* _Task to carry out_
Reproduce the course descriptions from "AG 410 Holistic" up to and including "Prerequisites: ROA module.", swapping "capstone project" for "final project".

***** Text provided *****

AG 330 Sustainable Farm Management
Sustainable business management is an attempt to execute triple bottom line performance in business through social responsibility, environmental stewardship, and economic viability. In this course, students will partake in daily farm activities while exploring concepts in sustainable metrics, finance, and lean management to determine operational strategies that foster continuous improvement and ensure a balanced approach towards people, the planet, and profits. This course will culminate in a final project in which students will create an enterprise budget report for a specific farm crop that combines an assessment of its economic and ecological impact, along with suggestions for improved future performance. Prerequisite: AG 200, AG 215, & AG 325, or consent by instructor.
AG 250 CCTS: Ecology
Ecology is often defined as the study of relationships between organisms and their living and non-living environment. The term has become more generalized in recent years to refer to a set of interacting entities in an environment. These entities could be thoughts, technologies, beliefs, organisms, pollutants, or mountains and the environment could be an individual mind, community, society, organism, planet, culture, or meadow. This more generalized notion of ecology opens us up to understanding ecology as something that exists in the universe rather than just a lens or set of questions through which we gain knowledge of the world. In this course students will learn about fundamental ecological concepts, including niche, habitat, community, ecosystem, biomes, biosphere; population ecology; species interactions; energy flows; nutrient cycling; and succession.
AG 398 Internship
The internship experience represents the culmination of the student experience in the BA-Regenerative Organic Agriculture program. Students will work closely with an advisor to find an internship opportunity with a farm or organization that embodies the principles of regenerative organic agriculture. Internships may include farms with various practices, ranging from pasture management, market gardening, agroforestry, homesteading, among others. At the end of the internship experience, students will give a presentation to instructors from the department that explains knowledge gained, lessons learned, and a self-reflective assessment of personal growth through the internship experience. (Offered according to demand) Prerequisites: BA-ROA majors with consent of the program director and an approved Internship Proposal.
AG 410 Holistic Farm Planning
This course represents the culmination of the learning experience in the regenerative organic agriculture program and provides students with an opportunity to create a comprehensive plan for the design, development, and maintenance of their own regenerative, organic farm. Students will be provided with personalized instruction to help determine their goals for the course and work to create a plan of action that includes a holistic, systems-based farm design, a plan for multi-phase development, and an assessment of the management strategies they will employ to build soil, increase biodiversity, and create positive impact within their local community. This course functions as the capstone project for students completing the Regenerative Organic Agriculture module. Prerequisites: ROA module.

***** Listed entries *****

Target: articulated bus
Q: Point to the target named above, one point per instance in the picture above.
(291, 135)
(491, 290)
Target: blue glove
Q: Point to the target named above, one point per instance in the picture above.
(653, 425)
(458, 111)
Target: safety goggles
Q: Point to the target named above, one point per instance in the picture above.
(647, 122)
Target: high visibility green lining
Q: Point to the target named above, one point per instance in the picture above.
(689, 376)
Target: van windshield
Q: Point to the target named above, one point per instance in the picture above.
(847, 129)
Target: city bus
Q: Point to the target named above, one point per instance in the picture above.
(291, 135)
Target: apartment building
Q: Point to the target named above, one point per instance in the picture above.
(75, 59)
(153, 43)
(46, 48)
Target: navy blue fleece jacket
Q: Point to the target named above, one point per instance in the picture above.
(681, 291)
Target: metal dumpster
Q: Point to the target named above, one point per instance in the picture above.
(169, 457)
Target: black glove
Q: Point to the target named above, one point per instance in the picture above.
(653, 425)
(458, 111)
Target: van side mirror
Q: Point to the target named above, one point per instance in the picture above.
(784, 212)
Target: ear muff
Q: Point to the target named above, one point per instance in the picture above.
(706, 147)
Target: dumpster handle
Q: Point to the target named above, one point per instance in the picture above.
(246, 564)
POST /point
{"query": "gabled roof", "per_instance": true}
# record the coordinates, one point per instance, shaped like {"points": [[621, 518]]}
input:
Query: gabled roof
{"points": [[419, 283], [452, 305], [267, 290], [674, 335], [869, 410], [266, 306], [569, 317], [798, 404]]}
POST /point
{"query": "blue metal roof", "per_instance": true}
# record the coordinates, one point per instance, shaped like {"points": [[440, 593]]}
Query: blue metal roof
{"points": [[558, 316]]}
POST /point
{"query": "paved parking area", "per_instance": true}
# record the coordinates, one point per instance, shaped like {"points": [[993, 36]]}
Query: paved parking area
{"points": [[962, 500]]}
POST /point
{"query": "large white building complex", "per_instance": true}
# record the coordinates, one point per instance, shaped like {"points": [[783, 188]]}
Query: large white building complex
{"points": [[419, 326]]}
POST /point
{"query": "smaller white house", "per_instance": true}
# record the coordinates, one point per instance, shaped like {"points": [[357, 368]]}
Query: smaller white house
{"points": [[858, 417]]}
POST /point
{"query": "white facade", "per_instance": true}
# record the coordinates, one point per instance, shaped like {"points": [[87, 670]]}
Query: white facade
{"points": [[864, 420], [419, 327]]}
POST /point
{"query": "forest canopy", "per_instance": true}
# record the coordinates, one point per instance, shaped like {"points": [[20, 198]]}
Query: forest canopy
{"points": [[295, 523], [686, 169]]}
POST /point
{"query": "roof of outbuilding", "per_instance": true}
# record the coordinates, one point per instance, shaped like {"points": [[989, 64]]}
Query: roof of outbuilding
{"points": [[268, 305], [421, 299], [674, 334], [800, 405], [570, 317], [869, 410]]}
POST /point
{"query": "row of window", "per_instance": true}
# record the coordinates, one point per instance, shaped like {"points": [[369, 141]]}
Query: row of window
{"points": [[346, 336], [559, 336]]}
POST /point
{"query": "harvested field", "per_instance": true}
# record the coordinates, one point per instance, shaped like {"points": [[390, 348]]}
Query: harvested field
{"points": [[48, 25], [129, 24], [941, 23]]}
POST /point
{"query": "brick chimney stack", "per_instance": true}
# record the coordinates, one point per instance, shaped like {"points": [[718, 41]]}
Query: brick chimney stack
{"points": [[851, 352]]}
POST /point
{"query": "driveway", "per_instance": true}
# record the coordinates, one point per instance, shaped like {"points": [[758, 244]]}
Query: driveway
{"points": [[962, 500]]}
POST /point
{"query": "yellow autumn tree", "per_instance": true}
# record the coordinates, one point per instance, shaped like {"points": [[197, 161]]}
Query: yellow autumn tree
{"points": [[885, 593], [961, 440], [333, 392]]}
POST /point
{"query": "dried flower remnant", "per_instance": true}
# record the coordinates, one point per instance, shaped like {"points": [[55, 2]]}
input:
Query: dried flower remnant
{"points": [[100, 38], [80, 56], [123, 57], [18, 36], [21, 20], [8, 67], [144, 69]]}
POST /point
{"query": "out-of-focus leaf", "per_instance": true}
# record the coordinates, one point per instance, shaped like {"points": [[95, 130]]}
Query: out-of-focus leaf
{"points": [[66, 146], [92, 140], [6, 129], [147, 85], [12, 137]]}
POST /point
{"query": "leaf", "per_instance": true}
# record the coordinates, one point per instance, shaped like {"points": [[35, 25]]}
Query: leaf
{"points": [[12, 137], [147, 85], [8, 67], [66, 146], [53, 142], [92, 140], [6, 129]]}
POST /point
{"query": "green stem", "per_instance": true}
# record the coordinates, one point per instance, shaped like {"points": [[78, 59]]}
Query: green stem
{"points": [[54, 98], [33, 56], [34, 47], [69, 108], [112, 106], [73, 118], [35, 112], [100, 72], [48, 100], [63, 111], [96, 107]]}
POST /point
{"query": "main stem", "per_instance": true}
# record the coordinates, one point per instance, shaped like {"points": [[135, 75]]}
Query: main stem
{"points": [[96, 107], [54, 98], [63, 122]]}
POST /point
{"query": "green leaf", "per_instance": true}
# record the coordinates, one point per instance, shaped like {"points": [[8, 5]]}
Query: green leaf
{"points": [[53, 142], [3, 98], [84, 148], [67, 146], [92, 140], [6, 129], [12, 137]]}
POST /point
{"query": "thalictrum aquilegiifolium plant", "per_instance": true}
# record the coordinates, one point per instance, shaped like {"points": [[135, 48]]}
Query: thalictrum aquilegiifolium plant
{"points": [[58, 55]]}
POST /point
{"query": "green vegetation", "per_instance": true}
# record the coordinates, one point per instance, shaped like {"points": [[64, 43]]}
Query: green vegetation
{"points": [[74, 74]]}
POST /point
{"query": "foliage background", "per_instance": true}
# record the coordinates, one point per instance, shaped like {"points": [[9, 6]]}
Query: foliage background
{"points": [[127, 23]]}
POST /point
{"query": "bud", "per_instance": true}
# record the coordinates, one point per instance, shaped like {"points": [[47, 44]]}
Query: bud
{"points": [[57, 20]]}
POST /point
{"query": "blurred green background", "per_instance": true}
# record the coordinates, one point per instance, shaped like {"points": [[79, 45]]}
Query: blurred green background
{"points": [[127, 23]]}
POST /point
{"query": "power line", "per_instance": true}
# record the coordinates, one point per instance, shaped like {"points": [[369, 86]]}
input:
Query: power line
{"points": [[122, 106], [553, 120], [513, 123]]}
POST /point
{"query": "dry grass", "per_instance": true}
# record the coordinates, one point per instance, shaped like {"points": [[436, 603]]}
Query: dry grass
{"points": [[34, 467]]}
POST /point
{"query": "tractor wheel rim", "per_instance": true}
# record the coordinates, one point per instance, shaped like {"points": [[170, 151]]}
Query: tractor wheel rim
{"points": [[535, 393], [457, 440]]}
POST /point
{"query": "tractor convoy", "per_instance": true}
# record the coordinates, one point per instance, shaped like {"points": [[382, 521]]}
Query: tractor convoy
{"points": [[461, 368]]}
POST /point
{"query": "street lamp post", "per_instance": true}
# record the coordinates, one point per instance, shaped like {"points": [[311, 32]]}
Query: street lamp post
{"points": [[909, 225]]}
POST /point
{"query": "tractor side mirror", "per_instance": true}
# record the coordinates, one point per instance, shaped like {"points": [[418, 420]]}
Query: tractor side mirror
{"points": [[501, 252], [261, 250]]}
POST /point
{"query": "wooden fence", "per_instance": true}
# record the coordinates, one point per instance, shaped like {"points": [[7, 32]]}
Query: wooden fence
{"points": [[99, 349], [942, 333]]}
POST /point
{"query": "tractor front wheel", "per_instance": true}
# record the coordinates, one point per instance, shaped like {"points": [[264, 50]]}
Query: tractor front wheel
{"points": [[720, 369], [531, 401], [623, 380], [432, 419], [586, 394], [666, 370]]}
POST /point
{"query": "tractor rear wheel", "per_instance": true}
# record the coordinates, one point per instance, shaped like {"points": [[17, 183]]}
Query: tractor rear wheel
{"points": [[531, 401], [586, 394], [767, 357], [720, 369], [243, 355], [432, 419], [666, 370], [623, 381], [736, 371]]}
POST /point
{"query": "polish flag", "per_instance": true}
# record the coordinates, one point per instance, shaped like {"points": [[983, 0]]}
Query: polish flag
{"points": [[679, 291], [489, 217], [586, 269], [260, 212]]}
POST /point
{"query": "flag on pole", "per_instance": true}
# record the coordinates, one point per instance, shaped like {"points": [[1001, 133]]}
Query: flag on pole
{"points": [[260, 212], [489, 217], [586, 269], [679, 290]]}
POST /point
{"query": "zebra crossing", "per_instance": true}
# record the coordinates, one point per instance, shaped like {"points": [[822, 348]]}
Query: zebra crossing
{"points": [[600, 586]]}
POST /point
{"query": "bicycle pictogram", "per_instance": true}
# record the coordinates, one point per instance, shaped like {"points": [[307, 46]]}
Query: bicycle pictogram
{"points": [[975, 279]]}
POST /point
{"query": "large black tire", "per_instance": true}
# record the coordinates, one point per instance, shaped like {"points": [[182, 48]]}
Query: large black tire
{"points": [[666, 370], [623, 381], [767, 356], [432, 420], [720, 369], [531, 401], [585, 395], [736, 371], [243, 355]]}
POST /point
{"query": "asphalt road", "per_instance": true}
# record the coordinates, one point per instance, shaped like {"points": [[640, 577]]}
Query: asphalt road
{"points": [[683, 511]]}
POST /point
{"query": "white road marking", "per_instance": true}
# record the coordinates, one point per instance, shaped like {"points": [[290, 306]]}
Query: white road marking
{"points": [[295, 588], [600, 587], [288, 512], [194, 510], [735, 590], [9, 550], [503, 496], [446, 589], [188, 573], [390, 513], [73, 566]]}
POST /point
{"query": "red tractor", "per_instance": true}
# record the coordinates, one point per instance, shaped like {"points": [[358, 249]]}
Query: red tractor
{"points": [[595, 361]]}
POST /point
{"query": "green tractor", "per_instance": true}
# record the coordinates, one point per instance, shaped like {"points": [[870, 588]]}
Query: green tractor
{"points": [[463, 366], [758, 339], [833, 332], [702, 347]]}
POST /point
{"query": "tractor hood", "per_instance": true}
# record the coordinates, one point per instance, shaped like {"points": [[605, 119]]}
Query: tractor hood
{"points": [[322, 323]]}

*****

* _Answer space_
AG 410 Holistic Farm Planning
This course represents the culmination of the learning experience in the regenerative organic agriculture program and provides students with an opportunity to create a comprehensive plan for the design, development, and maintenance of their own regenerative, organic farm. Students will be provided with personalized instruction to help determine their goals for the course and work to create a plan of action that includes a holistic, systems-based farm design, a plan for multi-phase development, and an assessment of the management strategies they will employ to build soil, increase biodiversity, and create positive impact within their local community. This course functions as the final project for students completing the Regenerative Organic Agriculture module. Prerequisites: ROA module.